Short exercise: Recast the rows below as one numbered list, omitting any blank lines and leaving the pictures out.

Provided entries:
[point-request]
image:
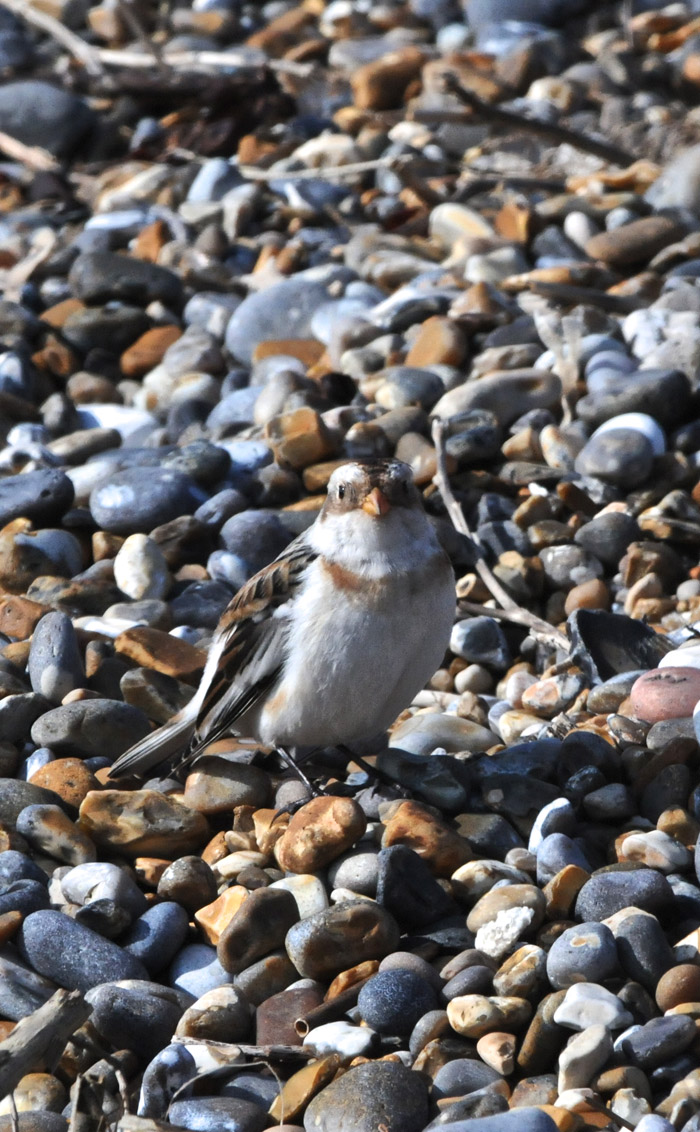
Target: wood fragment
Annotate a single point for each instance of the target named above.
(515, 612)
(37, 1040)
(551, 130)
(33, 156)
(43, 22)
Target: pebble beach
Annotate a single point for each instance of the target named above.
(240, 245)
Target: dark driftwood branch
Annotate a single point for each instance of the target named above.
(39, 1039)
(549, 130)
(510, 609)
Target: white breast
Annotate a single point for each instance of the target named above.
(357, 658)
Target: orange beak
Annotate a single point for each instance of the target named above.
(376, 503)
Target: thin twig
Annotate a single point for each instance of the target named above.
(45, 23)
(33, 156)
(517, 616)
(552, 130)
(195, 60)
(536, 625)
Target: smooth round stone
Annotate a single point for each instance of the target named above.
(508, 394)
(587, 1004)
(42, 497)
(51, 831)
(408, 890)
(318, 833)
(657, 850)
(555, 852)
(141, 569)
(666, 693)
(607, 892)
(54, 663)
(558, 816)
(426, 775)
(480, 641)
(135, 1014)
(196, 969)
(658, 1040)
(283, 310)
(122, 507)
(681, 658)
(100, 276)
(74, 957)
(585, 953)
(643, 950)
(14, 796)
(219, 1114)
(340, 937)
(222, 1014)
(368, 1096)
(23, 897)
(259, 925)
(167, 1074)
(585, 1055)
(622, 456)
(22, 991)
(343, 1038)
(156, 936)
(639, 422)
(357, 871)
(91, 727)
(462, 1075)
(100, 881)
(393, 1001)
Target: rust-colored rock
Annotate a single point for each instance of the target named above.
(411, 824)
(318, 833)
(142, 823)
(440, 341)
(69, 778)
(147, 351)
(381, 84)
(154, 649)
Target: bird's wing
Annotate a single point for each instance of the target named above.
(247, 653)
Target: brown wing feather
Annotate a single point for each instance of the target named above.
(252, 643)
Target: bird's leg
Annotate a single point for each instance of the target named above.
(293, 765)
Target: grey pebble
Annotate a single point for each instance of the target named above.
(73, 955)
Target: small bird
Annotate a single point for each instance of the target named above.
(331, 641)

Written solution:
1. [point-request]
2. image:
3. Target: wood fragment
4. Annotate a single point for each instance of the target named above.
5. (515, 612)
6. (37, 1040)
7. (551, 130)
8. (33, 156)
9. (43, 22)
10. Target: pebble beach
11. Annotate a single point for each instance of the target named above.
12. (240, 245)
13. Target: dark driftwood branch
14. Annotate a single point for each instance of the target named above.
15. (39, 1039)
16. (549, 130)
17. (510, 609)
18. Target: white breast
19. Annotate a single point for each instance of the target named above.
20. (357, 658)
21. Target: orange beak
22. Annotate a single point for each instance of the target named above.
23. (376, 503)
24. Target: thin twig
25. Annotate a single point for each instance of the target named above.
26. (45, 23)
27. (33, 156)
28. (517, 616)
29. (552, 130)
30. (195, 60)
31. (536, 625)
32. Target: smooth round stone
33. Annotate a single point for each instance of the target named above.
34. (508, 394)
35. (587, 1004)
36. (42, 497)
37. (51, 831)
38. (408, 890)
39. (318, 833)
40. (657, 850)
41. (555, 852)
42. (141, 569)
43. (666, 693)
44. (607, 892)
45. (54, 663)
46. (558, 816)
47. (426, 775)
48. (480, 641)
49. (135, 1014)
50. (196, 969)
51. (658, 1040)
52. (283, 310)
53. (122, 507)
54. (681, 658)
55. (100, 276)
56. (74, 957)
57. (585, 953)
58. (643, 950)
59. (14, 796)
60. (219, 1114)
61. (340, 937)
62. (222, 1014)
63. (368, 1096)
64. (23, 897)
65. (259, 925)
66. (167, 1074)
67. (585, 1055)
68. (622, 456)
69. (22, 991)
70. (343, 1038)
71. (156, 936)
72. (639, 422)
73. (357, 871)
74. (91, 727)
75. (462, 1075)
76. (100, 881)
77. (393, 1001)
78. Target: rust-colored rock
79. Annotate a single point for each instance of the target named above.
80. (411, 824)
81. (318, 833)
82. (142, 823)
83. (440, 341)
84. (69, 778)
85. (147, 351)
86. (381, 84)
87. (154, 649)
88. Target: bird's wing
89. Annotate a single point for each instance of the target named above.
90. (247, 653)
91. Target: brown wing feather
92. Annotate a single point for each instance of the target named above.
93. (252, 643)
94. Target: bird's leg
95. Annotate a single point for each instance of the target named above.
96. (293, 765)
97. Target: grey pebble
98. Annotate a single point for each instance of the target named above.
99. (73, 955)
100. Target: small bird
101. Annotate a single point for each instance of the target named above.
102. (331, 641)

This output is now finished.